Directions for this task: Carry on the blog post about Garrison Keillor's Thanksgiving story of Joyce and Proust, starting after its last sentence.

Passage provided:
Benediction Online

Sunday, December 01, 2013

It'll be alright in the end

Did anyone hear the beginning of Prairie Home Companion yesterday? Garrison Keillor told a long story about how James Joyce and Marcel Proust, two of the great geniuses of twentieth century literature, met at a party. The other guests were very excited, hoping to hear great pearls of wisdom drop from their lips. It soon became apparent that they were not familiar with each others work, and Proust explained that he was too busy writing because he was afraid he would die soon. As he began to expound on the symptoms of his illness, Joyce became engaged and allowed as how he too had these symptoms and soon, to the disappointment of the crowd, the two men were deep in conversation about their aches and pains.

This was not surprising, said Keillor because it is our complaints that really bring us together. And so he declared that this Thanksgiving we should also be thankful for the things we have to complain about.

Provided material:
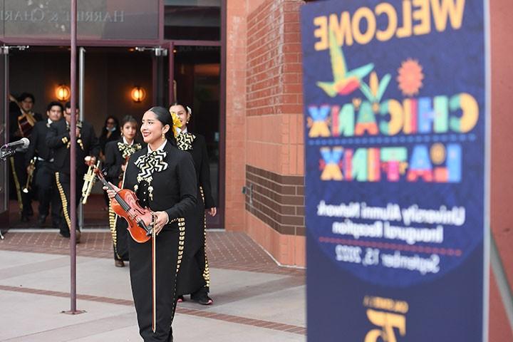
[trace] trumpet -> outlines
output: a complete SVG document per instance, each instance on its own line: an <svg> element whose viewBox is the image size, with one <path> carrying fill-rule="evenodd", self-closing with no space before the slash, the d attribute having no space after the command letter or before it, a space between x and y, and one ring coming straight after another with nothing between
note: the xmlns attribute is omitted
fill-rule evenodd
<svg viewBox="0 0 513 342"><path fill-rule="evenodd" d="M36 170L36 157L32 158L30 164L28 164L28 171L27 173L27 181L25 183L25 187L21 191L25 194L28 194L32 186L32 180L33 179L33 172Z"/></svg>
<svg viewBox="0 0 513 342"><path fill-rule="evenodd" d="M86 157L86 162L89 165L88 172L86 172L83 177L84 185L82 187L82 204L85 204L87 203L87 199L90 195L91 190L93 190L93 185L96 182L96 175L95 174L95 165L90 162L90 157ZM101 162L98 160L96 162L95 168L100 169L100 164Z"/></svg>

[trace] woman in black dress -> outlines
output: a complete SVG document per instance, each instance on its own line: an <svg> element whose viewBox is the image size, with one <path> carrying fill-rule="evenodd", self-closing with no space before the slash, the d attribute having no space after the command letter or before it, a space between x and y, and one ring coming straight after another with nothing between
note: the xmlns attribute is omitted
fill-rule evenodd
<svg viewBox="0 0 513 342"><path fill-rule="evenodd" d="M128 158L142 148L141 144L135 141L137 128L135 118L132 115L126 115L121 120L121 138L105 145L105 160L103 164L105 177L113 184L118 185L123 180ZM128 261L128 224L125 219L114 213L111 206L109 206L109 227L114 247L114 265L123 267L123 261Z"/></svg>
<svg viewBox="0 0 513 342"><path fill-rule="evenodd" d="M194 213L185 218L187 225L187 250L184 254L182 272L178 281L178 301L190 294L191 299L203 305L213 303L209 296L210 271L205 254L207 220L205 212L214 216L217 212L210 186L210 169L207 155L207 143L202 135L189 132L187 124L192 114L190 108L175 103L170 111L180 119L180 134L177 137L178 148L190 153L195 163L198 199Z"/></svg>
<svg viewBox="0 0 513 342"><path fill-rule="evenodd" d="M130 157L123 187L133 190L140 206L153 212L157 234L155 333L152 329L151 239L145 243L128 239L132 294L139 331L145 342L169 342L172 341L176 280L185 247L183 217L195 207L197 187L192 158L175 147L170 112L162 107L150 108L142 117L140 130L147 146ZM110 198L114 197L114 191L108 193Z"/></svg>

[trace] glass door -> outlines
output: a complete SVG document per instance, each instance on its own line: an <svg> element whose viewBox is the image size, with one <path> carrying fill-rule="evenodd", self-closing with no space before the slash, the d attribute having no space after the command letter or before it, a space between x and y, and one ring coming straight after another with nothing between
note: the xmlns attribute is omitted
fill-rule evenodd
<svg viewBox="0 0 513 342"><path fill-rule="evenodd" d="M202 135L207 142L210 184L217 214L207 215L209 228L222 228L223 208L220 207L220 103L221 48L219 46L175 46L173 75L176 100L189 105L192 115L187 130Z"/></svg>

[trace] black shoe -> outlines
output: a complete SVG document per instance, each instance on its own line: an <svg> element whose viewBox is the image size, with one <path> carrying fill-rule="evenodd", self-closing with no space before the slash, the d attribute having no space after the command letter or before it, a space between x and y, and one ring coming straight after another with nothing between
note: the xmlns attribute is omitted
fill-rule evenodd
<svg viewBox="0 0 513 342"><path fill-rule="evenodd" d="M191 295L191 300L202 305L212 305L214 304L214 301L212 301L212 298L209 297L207 294L203 294L197 296Z"/></svg>
<svg viewBox="0 0 513 342"><path fill-rule="evenodd" d="M39 215L39 217L38 217L38 226L43 227L45 221L46 221L46 215Z"/></svg>
<svg viewBox="0 0 513 342"><path fill-rule="evenodd" d="M61 237L64 237L64 238L66 238L66 239L69 239L69 237L70 237L69 232L67 232L67 231L63 232L63 231L61 230L61 232L59 232L59 235L60 235Z"/></svg>

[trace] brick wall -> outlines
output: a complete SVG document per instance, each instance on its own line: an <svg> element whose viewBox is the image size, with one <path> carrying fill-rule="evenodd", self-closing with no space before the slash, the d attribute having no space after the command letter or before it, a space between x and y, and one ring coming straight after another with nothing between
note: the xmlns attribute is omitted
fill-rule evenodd
<svg viewBox="0 0 513 342"><path fill-rule="evenodd" d="M243 230L246 155L246 19L247 1L227 3L226 174L224 226ZM242 90L242 91L241 91Z"/></svg>
<svg viewBox="0 0 513 342"><path fill-rule="evenodd" d="M246 230L276 260L305 264L299 0L266 0L247 17Z"/></svg>
<svg viewBox="0 0 513 342"><path fill-rule="evenodd" d="M304 236L304 177L246 166L246 210L280 234Z"/></svg>

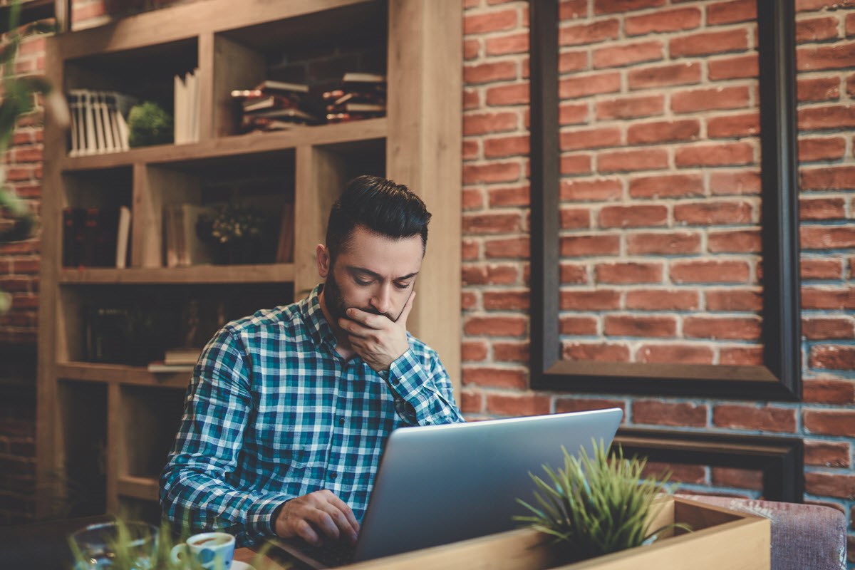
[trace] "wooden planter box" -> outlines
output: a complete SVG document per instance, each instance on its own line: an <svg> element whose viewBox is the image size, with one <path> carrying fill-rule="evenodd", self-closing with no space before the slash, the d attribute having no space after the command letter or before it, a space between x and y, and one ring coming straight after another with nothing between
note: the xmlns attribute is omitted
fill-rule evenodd
<svg viewBox="0 0 855 570"><path fill-rule="evenodd" d="M392 568L490 568L491 570L769 570L768 519L678 497L665 506L651 528L673 522L693 532L662 537L649 546L562 566L550 538L528 529L509 531L453 544L408 552L345 567Z"/></svg>

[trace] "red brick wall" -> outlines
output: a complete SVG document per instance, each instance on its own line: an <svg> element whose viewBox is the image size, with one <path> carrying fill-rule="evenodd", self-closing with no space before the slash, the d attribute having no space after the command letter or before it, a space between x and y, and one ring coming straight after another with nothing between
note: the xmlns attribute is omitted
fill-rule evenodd
<svg viewBox="0 0 855 570"><path fill-rule="evenodd" d="M471 417L618 405L630 426L799 435L807 498L855 522L855 3L794 1L799 403L529 388L528 3L466 0L462 404ZM565 357L758 361L755 2L565 0L561 19ZM759 488L743 470L675 476L693 489Z"/></svg>

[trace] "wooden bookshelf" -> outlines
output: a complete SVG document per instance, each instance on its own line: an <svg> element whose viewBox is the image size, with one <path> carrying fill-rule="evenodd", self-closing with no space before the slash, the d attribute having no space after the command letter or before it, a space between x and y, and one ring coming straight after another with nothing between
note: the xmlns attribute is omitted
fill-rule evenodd
<svg viewBox="0 0 855 570"><path fill-rule="evenodd" d="M61 285L277 283L294 280L293 263L196 265L186 267L62 267Z"/></svg>
<svg viewBox="0 0 855 570"><path fill-rule="evenodd" d="M48 76L65 91L169 102L173 75L198 68L201 98L197 143L71 157L66 133L50 118L45 126L37 477L52 492L40 493L40 515L80 487L88 502L74 514L156 512L190 377L87 361L87 306L109 299L155 310L157 299L188 291L265 299L251 310L272 306L271 295L280 296L273 304L302 298L319 280L315 245L329 207L358 174L410 185L433 214L410 324L459 391L462 48L445 38L462 35L462 12L461 0L200 0L48 40ZM376 54L367 65L387 75L387 116L237 134L231 90L267 79L277 57L299 60L327 44L338 52L336 42ZM292 262L166 267L163 207L203 203L211 188L253 177L281 182L265 199L292 201ZM127 268L62 267L69 206L131 209Z"/></svg>

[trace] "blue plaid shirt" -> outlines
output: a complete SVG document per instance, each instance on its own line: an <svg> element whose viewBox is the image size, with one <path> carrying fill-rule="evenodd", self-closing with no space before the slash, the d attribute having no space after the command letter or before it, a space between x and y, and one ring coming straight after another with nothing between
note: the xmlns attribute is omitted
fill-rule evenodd
<svg viewBox="0 0 855 570"><path fill-rule="evenodd" d="M409 333L387 380L358 356L344 360L321 309L322 286L228 323L205 347L160 479L174 524L252 544L274 534L280 505L321 489L361 520L392 430L464 420L436 352Z"/></svg>

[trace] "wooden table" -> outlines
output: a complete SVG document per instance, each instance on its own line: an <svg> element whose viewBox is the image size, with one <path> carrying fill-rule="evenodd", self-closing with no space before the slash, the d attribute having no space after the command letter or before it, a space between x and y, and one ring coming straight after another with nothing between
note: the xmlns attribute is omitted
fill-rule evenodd
<svg viewBox="0 0 855 570"><path fill-rule="evenodd" d="M256 565L256 562L258 561L258 555L257 552L245 546L234 549L234 560L239 562L252 564L256 570L286 570L286 568L291 567L287 564L278 562L269 556L262 556L261 559L263 562L261 565Z"/></svg>

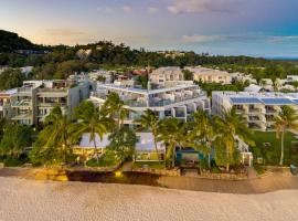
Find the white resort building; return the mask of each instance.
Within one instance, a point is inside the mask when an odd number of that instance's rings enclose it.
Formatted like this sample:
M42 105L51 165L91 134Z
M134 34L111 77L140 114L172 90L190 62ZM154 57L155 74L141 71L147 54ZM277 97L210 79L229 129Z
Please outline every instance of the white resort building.
M274 129L274 118L285 105L298 110L298 93L212 93L212 114L223 116L234 106L247 120L247 126L258 130Z
M110 134L105 134L103 139L98 134L95 135L95 144L97 152L103 155L108 147L110 140L108 139ZM135 161L160 161L164 160L166 146L162 141L157 143L158 155L155 148L155 139L152 133L136 133L138 141L136 144L136 150L134 155ZM91 141L91 134L86 133L82 136L78 145L73 146L74 154L85 156L87 159L94 157L94 140Z
M131 110L124 124L136 124L146 109L157 113L159 118L177 117L184 122L189 116L201 108L210 113L210 101L205 93L194 84L177 84L172 87L158 90L141 90L135 87L118 86L115 84L99 84L91 99L99 106L104 104L107 95L117 93L125 102L126 108Z
M184 80L184 75L179 66L167 66L155 70L149 74L149 80L152 84L167 86L171 82Z
M227 72L206 69L202 66L185 67L185 70L193 73L193 81L204 82L204 83L221 83L231 84L231 76Z
M87 81L25 81L22 87L8 91L7 96L0 95L0 106L6 109L2 116L23 125L36 125L54 106L60 106L71 117L74 108L89 97L89 91Z

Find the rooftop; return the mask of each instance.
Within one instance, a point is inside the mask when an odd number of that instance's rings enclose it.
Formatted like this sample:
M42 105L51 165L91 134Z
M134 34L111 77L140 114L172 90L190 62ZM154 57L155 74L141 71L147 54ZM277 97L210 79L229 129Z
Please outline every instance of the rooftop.
M136 87L125 87L125 86L115 85L115 84L100 84L98 86L105 87L105 88L110 88L110 90L118 90L118 91L123 91L123 92L141 94L141 95L160 94L160 93L172 92L172 91L178 91L178 90L188 90L188 88L198 87L194 84L192 84L192 85L183 84L183 85L177 85L174 87L164 87L164 88L159 88L159 90L142 90L142 88L136 88Z
M233 104L296 105L298 93L213 92L228 97Z

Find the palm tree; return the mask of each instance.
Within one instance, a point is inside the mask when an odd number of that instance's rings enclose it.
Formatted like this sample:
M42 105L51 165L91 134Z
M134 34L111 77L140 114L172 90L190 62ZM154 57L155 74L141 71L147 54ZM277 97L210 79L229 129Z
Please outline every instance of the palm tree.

Reply to the exercise:
I know that I often slip into complaining and talking about what’s not going right more than what is, but that’s old conditioning, it’s not the path of the gospel.

A couple of weeks ago, I heard a talk by Mike Brune, Executive Director of the Sierra Club, who said that we cannot afford to be pessimistic and defeatist. There is too much to be done, and too much that is hopeful. Although the disaster of climate change seems unavoidable and the leaders of the world seem unable and unwilling to take decisive action, yet, he said, a great deal has been achieved and 100% clean energy is possible in the United States within a few decades.

We cannot allow ourselves the privilege of pessimism.

We cannot allow ourselves the privilege of pessimism. We cannot allow ourselves to connect primarily through our misery and complaining, however familiar and comfortable that is. Because pessimism is the opposite of preparation, and misery is the opposite of hope, and if there’s one word that sums up everything we believe it is hope.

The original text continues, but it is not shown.